DIRECTIONS FOR THIS TASK: Can you copy the passage below about the Cavendish banana and Panama disease in full, word for word?

DOCUMENT PASSAGE:
┄┄┄┄┄┄┄┄┄┄

If you can get past the slightly off-putting texture, bananas are pretty much the perfect fruit. Sweet, large, packed with nutrients and wrapped in a thick skin that keeps dirt and pesticides out, it's like they were engineered specifically for humans to carry around in their bags as snacks. And that's because the most popular banana in the world was. The Cavendish accounts for 99 percent of the $13 billion worth of bananas exported annually around the world, but every single one of them is a sterile mutant, and that's a huge problem. 

As Hank from SciShow explains, we weren't always under the thrall of the Cavendish. They might be the most popular fruit in America right now, and Australians eat more than 1 billion of them every year, but they've only been around since the 1950s. 

Before then, the most popular banana was the Gros Michel - a bigger, sweeter fruit with thicker skin that may or may not have inspired that artificial banana flavour we love so much. (Read more about the great banana flavour myth.) It was banana heaven for everybody, because not only did the Gros Michel taste better and there was more of it, it didn't have to be artificially ripened like the Cavendish. 

But then the Panama disease happened. A fungicide-resistant pathogen that originated in Central America managed to spread through most of the world's banana crops in a matter of years, wiping them out everywhere but in certain parts of Thailand. "By the time growers understood how vulnerable their crops were, the Gros Michel variety was all but extinct," says Hank.

┄┄┄┄┄┄┄┄┄┄

RECORD SET:
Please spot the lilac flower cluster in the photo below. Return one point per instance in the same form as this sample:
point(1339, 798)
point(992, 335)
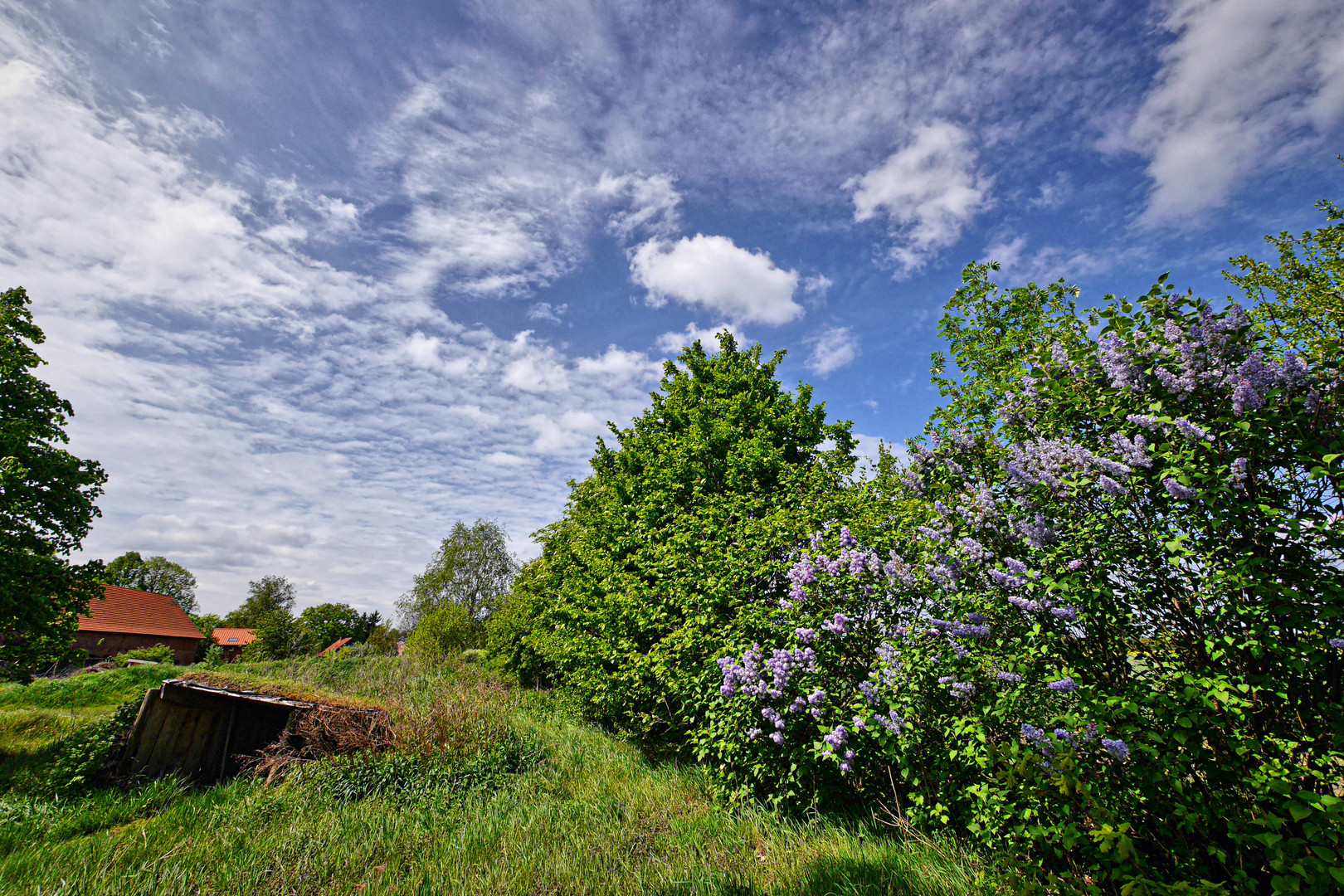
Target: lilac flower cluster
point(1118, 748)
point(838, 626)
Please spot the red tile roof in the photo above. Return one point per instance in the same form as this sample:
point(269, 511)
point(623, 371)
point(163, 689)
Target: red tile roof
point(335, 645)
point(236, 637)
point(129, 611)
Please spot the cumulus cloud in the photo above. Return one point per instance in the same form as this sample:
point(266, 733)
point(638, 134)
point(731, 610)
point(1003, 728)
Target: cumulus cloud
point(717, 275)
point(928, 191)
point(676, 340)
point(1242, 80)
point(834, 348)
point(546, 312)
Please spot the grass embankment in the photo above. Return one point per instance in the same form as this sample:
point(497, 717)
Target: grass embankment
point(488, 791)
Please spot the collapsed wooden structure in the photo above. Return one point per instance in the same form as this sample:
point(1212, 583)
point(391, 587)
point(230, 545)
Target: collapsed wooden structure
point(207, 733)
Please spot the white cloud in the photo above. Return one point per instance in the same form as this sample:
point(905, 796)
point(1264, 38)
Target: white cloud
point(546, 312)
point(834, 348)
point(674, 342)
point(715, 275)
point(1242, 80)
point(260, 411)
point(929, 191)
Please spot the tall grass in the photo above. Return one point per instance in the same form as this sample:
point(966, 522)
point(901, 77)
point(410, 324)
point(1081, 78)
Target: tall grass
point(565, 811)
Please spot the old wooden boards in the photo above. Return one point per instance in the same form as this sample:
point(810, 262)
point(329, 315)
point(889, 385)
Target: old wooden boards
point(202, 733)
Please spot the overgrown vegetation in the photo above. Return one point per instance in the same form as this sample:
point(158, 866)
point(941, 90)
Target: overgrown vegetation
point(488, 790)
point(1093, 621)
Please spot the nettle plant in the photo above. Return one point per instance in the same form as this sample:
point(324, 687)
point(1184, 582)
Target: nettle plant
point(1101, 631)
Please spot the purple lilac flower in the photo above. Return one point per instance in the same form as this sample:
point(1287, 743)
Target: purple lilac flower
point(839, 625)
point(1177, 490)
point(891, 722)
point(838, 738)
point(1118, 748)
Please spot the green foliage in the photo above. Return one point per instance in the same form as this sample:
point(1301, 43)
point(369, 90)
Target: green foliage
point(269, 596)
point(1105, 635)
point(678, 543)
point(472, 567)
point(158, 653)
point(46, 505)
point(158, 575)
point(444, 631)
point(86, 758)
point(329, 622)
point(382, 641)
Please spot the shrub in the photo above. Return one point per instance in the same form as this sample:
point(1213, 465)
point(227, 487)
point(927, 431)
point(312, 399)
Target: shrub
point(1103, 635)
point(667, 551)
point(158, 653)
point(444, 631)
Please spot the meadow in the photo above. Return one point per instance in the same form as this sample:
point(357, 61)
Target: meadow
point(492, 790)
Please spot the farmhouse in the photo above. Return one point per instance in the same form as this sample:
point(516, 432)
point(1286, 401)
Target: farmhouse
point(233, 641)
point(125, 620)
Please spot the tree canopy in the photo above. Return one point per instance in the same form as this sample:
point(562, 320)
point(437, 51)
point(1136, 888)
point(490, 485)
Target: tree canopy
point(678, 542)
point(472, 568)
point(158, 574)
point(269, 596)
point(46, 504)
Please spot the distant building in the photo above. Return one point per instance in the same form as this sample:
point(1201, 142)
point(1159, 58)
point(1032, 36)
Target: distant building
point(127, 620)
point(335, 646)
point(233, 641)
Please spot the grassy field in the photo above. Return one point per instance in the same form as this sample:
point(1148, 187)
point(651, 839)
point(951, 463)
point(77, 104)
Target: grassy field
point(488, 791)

┄┄┄┄┄┄┄┄┄┄

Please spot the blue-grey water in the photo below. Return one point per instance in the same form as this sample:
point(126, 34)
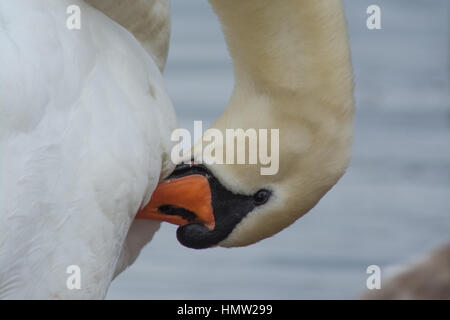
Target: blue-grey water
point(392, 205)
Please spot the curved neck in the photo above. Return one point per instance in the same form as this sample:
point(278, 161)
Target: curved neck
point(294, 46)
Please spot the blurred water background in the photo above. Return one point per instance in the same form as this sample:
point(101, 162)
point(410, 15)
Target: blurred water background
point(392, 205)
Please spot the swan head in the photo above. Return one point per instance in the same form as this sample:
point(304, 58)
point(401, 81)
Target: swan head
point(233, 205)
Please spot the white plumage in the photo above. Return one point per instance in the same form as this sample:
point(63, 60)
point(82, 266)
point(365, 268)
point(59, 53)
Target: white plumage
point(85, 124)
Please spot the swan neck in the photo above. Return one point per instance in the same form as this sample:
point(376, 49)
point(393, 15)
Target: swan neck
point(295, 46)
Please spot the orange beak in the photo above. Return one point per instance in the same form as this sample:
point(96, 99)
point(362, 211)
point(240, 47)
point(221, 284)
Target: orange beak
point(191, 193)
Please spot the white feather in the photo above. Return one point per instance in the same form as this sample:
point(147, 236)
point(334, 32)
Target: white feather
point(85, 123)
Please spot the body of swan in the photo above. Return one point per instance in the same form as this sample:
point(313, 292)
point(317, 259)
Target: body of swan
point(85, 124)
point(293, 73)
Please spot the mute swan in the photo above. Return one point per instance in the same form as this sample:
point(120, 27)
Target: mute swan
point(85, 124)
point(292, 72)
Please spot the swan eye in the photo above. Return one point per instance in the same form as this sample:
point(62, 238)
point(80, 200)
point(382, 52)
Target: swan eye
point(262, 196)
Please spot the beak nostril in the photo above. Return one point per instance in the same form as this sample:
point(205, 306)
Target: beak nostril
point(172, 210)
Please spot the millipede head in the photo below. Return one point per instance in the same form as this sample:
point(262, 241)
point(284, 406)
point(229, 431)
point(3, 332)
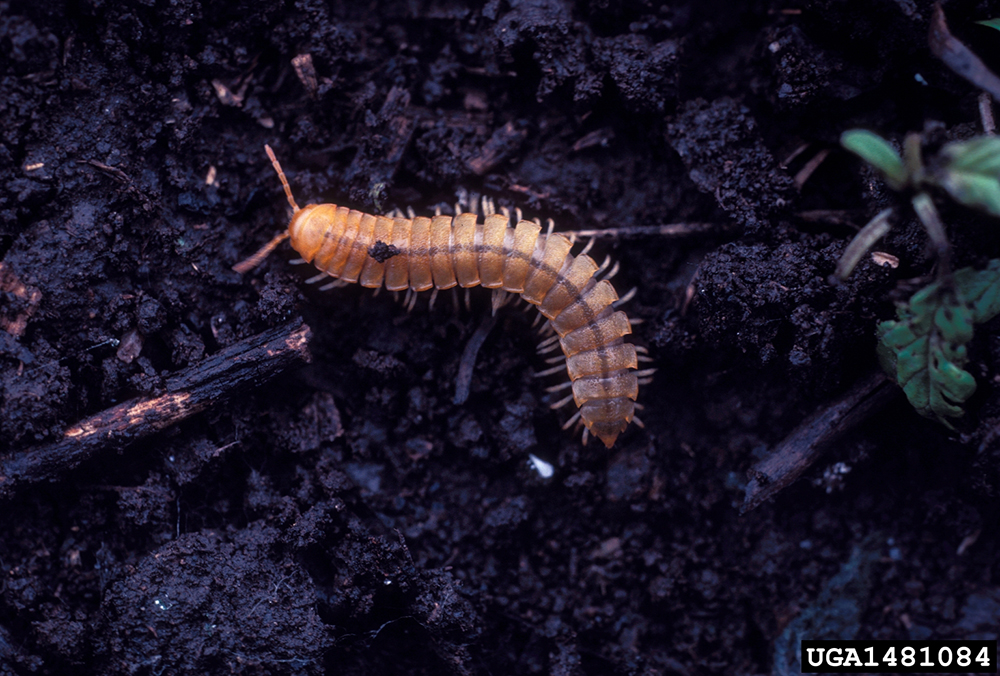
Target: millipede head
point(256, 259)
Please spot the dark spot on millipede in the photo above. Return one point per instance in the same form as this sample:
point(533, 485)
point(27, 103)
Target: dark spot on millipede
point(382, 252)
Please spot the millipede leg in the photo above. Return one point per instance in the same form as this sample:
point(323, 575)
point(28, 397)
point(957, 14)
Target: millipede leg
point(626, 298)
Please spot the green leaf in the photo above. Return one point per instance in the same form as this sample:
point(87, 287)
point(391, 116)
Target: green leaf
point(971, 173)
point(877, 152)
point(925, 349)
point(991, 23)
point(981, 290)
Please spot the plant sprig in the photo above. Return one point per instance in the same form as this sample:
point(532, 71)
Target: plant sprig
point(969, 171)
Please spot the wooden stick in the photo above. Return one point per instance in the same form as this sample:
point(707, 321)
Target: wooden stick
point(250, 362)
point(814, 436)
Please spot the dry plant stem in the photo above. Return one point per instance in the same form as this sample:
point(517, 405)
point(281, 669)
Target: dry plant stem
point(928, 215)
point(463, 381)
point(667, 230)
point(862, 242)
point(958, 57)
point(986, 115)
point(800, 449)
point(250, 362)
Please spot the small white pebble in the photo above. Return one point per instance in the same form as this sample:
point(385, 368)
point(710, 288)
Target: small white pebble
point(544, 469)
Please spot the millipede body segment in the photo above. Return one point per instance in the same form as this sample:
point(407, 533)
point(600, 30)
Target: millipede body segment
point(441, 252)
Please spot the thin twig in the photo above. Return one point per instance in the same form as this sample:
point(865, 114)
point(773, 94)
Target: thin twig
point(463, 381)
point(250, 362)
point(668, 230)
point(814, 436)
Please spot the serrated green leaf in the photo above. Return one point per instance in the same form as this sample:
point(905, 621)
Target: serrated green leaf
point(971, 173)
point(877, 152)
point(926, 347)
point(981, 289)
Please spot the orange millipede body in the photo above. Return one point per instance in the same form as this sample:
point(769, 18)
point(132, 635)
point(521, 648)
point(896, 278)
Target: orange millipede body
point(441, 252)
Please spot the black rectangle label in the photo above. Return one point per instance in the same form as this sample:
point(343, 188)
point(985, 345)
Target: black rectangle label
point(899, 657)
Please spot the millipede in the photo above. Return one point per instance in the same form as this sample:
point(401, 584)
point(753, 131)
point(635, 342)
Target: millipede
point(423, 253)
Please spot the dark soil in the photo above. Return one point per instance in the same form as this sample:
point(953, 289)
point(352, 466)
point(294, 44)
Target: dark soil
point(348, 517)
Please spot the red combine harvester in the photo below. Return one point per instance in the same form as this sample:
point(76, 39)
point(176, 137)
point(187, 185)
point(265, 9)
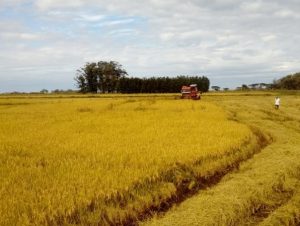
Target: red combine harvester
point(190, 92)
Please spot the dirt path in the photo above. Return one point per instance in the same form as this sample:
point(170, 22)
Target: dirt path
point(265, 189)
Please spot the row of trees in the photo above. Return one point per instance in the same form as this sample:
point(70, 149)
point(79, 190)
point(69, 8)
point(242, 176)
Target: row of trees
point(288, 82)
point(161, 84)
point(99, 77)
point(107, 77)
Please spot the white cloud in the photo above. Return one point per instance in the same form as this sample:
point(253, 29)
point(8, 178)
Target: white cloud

┄┄┄┄┄┄┄┄┄┄

ANSWER TO THIS TASK:
If you can get past the slightly off-putting texture, bananas are pretty much the perfect fruit. Sweet, large, packed with nutrients and wrapped in a thick skin that keeps dirt and pesticides out, it's like they were engineered specifically for humans to carry around in their bags as snacks. And that's because the most popular banana in the world was. The Cavendish accounts for 99 percent of the $13 billion worth of bananas exported annually around the world, but every single one of them is a sterile mutant, and that's a huge problem. 

As Hank from SciShow explains, we weren't always under the thrall of the Cavendish. They might be the most popular fruit in America right now, and Australians eat more than 1 billion of them every year, but they've only been around since the 1950s. 

Before then, the most popular banana was the Gros Michel - a bigger, sweeter fruit with thicker skin that may or may not have inspired that artificial banana flavour we love so much. (Read more about the great banana flavour myth.) It was banana heaven for everybody, because not only did the Gros Michel taste better and there was more of it, it didn't have to be artificially ripened like the Cavendish. 

But then the Panama disease happened. A fungicide-resistant pathogen that originated in Central America managed to spread through most of the world's banana crops in a matter of years, wiping them out everywhere but in certain parts of Thailand. "By the time growers understood how vulnerable their crops were, the Gros Michel variety was all but extinct," says Hank.